◆ **WRITTEN TASK**
Can you render the items below as a Markdown table with columns No. and Text, one line per row, blank lines skipped, running from the first line of the items through the line with "(1092, 501)", both ends included?
▼
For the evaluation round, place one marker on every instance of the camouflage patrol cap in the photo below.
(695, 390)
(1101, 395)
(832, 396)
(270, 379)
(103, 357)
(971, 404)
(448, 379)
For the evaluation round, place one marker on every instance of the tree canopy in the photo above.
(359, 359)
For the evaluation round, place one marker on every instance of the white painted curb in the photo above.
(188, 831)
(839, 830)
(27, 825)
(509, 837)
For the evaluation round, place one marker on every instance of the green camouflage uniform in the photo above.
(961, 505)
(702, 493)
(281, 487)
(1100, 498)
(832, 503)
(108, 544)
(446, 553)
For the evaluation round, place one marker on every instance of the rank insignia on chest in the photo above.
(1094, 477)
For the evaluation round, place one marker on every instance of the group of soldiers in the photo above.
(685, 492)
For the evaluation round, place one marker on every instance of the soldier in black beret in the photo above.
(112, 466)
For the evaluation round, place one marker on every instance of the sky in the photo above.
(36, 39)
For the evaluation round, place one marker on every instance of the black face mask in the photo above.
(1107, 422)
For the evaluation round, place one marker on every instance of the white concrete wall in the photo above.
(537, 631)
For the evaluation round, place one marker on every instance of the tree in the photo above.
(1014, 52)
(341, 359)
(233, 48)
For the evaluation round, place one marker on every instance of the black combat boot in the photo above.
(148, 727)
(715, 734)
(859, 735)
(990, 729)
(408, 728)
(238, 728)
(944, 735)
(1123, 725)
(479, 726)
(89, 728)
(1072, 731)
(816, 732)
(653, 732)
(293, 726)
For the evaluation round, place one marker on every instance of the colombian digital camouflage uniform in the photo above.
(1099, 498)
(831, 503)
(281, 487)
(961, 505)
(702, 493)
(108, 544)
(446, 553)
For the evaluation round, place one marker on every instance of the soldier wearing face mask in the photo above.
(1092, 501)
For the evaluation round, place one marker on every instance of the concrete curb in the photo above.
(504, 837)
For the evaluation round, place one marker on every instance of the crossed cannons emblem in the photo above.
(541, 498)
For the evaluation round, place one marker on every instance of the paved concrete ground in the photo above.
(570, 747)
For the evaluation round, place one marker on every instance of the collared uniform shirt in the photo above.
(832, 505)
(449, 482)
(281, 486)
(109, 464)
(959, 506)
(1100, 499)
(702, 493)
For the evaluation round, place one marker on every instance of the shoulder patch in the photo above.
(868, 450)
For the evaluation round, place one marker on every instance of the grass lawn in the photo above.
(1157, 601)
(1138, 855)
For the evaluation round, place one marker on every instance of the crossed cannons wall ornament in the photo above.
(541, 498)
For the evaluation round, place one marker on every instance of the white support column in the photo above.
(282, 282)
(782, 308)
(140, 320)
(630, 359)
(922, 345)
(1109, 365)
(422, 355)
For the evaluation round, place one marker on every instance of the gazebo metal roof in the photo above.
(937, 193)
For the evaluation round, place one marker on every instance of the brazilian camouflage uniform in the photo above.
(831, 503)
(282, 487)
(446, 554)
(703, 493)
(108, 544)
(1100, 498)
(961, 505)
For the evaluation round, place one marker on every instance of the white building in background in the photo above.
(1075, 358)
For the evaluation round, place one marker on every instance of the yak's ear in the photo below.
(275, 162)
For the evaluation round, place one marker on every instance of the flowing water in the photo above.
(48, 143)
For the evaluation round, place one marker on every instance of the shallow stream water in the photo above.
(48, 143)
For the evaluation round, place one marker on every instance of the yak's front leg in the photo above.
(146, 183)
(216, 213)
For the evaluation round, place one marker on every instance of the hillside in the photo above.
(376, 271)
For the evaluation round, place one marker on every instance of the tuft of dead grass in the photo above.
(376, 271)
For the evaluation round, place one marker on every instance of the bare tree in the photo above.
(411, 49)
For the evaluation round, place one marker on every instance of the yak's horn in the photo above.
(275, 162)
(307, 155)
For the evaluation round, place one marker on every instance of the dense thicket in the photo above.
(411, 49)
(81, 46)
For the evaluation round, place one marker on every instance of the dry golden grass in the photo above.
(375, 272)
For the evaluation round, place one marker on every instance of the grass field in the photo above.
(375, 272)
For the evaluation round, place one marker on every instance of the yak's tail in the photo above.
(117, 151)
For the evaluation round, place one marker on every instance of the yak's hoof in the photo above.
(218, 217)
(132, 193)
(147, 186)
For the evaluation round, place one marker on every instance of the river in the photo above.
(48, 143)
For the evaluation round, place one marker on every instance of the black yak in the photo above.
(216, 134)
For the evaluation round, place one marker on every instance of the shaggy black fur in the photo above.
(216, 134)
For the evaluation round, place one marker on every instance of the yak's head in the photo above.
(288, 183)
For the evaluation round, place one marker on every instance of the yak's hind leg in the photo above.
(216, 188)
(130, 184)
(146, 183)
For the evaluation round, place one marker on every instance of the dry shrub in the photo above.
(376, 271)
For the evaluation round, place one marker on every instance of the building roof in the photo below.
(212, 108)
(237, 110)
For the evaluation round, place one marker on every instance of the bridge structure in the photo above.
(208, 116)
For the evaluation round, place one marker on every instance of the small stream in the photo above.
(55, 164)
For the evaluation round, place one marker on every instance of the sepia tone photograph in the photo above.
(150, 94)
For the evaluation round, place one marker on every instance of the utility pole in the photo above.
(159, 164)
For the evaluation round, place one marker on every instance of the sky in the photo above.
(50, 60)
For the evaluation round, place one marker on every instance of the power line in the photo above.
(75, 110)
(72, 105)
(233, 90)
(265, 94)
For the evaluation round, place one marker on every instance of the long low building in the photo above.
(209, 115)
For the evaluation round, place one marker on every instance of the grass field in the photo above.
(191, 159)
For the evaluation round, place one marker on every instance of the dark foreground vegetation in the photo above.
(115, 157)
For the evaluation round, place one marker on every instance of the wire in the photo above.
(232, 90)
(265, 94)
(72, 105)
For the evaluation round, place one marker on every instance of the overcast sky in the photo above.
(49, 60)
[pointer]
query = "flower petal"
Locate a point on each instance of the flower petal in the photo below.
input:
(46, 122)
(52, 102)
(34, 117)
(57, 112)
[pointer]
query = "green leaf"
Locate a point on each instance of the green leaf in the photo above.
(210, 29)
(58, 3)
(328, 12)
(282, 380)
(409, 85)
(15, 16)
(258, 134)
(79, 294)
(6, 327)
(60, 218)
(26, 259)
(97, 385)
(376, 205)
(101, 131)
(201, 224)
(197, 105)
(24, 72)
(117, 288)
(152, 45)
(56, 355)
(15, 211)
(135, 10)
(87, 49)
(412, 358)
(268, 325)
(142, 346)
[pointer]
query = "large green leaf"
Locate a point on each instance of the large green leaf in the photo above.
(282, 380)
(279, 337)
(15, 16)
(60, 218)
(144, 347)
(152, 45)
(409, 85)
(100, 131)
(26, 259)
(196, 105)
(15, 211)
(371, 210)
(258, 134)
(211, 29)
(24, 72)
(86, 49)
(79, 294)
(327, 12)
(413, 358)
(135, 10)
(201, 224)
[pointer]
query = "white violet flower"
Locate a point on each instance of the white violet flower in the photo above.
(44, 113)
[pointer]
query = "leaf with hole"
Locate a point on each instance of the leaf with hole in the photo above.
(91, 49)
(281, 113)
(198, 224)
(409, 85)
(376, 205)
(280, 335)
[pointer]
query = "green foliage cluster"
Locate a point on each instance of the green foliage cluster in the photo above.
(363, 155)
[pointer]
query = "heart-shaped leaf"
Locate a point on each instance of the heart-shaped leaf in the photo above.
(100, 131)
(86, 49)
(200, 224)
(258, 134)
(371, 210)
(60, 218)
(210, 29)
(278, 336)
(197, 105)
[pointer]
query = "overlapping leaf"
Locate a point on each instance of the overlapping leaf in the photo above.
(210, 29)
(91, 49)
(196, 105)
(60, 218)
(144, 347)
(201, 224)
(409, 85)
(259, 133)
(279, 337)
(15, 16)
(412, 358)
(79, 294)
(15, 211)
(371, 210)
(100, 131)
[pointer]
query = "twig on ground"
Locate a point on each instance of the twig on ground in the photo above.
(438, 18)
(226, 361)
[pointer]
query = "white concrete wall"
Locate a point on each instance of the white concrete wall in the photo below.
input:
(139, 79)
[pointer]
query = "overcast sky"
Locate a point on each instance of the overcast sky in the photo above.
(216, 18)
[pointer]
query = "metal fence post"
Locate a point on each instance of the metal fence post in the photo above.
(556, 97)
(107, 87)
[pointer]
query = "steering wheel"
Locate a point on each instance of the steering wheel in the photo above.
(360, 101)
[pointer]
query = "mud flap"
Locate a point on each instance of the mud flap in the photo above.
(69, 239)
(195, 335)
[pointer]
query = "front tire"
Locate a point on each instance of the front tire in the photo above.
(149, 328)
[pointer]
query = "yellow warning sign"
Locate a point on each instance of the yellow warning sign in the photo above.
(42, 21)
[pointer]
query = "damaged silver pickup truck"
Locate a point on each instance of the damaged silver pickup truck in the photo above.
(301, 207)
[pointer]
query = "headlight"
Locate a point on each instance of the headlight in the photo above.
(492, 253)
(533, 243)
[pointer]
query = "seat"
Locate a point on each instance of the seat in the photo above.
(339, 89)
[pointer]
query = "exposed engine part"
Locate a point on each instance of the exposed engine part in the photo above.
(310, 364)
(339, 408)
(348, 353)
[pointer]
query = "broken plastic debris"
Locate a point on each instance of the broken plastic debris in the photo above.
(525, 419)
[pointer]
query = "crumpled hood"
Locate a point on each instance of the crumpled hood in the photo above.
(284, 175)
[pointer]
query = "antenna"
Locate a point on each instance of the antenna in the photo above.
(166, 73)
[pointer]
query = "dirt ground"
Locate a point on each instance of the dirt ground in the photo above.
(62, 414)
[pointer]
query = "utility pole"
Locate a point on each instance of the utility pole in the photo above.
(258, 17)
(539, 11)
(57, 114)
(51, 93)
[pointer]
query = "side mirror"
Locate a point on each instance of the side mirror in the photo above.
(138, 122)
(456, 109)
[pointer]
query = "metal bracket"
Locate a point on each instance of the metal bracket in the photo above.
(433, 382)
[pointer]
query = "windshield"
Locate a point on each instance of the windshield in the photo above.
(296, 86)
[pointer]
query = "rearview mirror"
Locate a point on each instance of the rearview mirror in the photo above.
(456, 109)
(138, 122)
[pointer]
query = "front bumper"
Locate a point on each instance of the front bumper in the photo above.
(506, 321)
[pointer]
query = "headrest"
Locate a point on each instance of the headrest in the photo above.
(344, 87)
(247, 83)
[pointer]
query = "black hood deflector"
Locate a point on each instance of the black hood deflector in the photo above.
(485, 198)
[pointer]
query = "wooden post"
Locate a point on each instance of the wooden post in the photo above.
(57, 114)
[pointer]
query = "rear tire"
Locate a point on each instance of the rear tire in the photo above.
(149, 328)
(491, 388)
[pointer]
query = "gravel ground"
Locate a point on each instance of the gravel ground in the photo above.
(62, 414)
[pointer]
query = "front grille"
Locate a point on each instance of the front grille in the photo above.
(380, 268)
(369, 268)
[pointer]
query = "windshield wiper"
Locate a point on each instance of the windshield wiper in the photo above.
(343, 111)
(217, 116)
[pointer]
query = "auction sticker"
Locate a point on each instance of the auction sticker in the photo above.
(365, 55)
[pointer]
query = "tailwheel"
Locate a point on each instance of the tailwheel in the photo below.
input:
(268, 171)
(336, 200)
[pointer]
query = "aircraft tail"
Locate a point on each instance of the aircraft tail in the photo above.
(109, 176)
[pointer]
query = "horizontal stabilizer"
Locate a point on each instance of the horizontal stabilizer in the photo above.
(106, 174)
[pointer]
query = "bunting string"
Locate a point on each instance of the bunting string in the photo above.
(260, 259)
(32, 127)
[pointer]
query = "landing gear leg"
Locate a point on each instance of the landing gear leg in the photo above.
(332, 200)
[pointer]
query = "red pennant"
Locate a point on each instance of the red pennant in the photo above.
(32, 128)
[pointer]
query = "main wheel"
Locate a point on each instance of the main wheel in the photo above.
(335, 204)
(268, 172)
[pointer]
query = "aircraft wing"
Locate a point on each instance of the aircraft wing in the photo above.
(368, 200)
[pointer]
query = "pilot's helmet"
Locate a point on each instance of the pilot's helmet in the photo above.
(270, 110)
▲
◆ **EXERCISE RESULT**
| No. | Text |
|---|---|
| 1 | For the evaluation round, place one marker on every instance of the camouflage patrol cap in the photo below. |
| 2 | (695, 390) |
| 3 | (1101, 395) |
| 4 | (832, 396) |
| 5 | (270, 379) |
| 6 | (103, 357) |
| 7 | (971, 404) |
| 8 | (448, 379) |
| 9 | For the evaluation round, place one marker on every instance of the tree canopy in the photo above. |
| 10 | (359, 359) |
| 11 | For the evaluation round, place one marker on every instance of the white painted curb in the photo above. |
| 12 | (188, 831) |
| 13 | (839, 830) |
| 14 | (27, 825) |
| 15 | (509, 837) |
| 16 | For the evaluation round, place one marker on every instance of the green camouflage uniform in the photo above. |
| 17 | (961, 505) |
| 18 | (702, 493) |
| 19 | (281, 487) |
| 20 | (1100, 498) |
| 21 | (832, 503) |
| 22 | (108, 544) |
| 23 | (446, 553) |
| 24 | For the evaluation round, place one marker on every instance of the rank insignia on chest in the photo above. |
| 25 | (1094, 477) |
| 26 | For the evaluation round, place one marker on every instance of the group of soldiers in the photo above. |
| 27 | (685, 492) |
| 28 | For the evaluation round, place one marker on every instance of the soldier in black beret in the photo above. |
| 29 | (112, 466) |
| 30 | For the evaluation round, place one marker on every instance of the sky in the photo above. |
| 31 | (36, 39) |
| 32 | For the evaluation round, place one marker on every instance of the black face mask in the photo above. |
| 33 | (1107, 422) |
| 34 | For the evaluation round, place one marker on every instance of the white concrete wall in the photo above. |
| 35 | (537, 631) |
| 36 | For the evaluation round, place one marker on every instance of the tree in the photo above. |
| 37 | (1014, 52) |
| 38 | (341, 359) |
| 39 | (233, 48) |
| 40 | For the evaluation round, place one marker on every instance of the black combat boot in the photo above. |
| 41 | (148, 727) |
| 42 | (715, 734) |
| 43 | (859, 735) |
| 44 | (990, 729) |
| 45 | (408, 728) |
| 46 | (238, 728) |
| 47 | (944, 735) |
| 48 | (1123, 725) |
| 49 | (479, 726) |
| 50 | (89, 728) |
| 51 | (1072, 731) |
| 52 | (816, 732) |
| 53 | (653, 732) |
| 54 | (293, 726) |
| 55 | For the evaluation round, place one marker on every instance of the colombian digital camouflage uniform in the photo above. |
| 56 | (1099, 498) |
| 57 | (831, 503) |
| 58 | (281, 487) |
| 59 | (961, 505) |
| 60 | (702, 493) |
| 61 | (108, 544) |
| 62 | (446, 553) |
| 63 | For the evaluation round, place one marker on every instance of the soldier wearing face mask in the photo above. |
| 64 | (1092, 501) |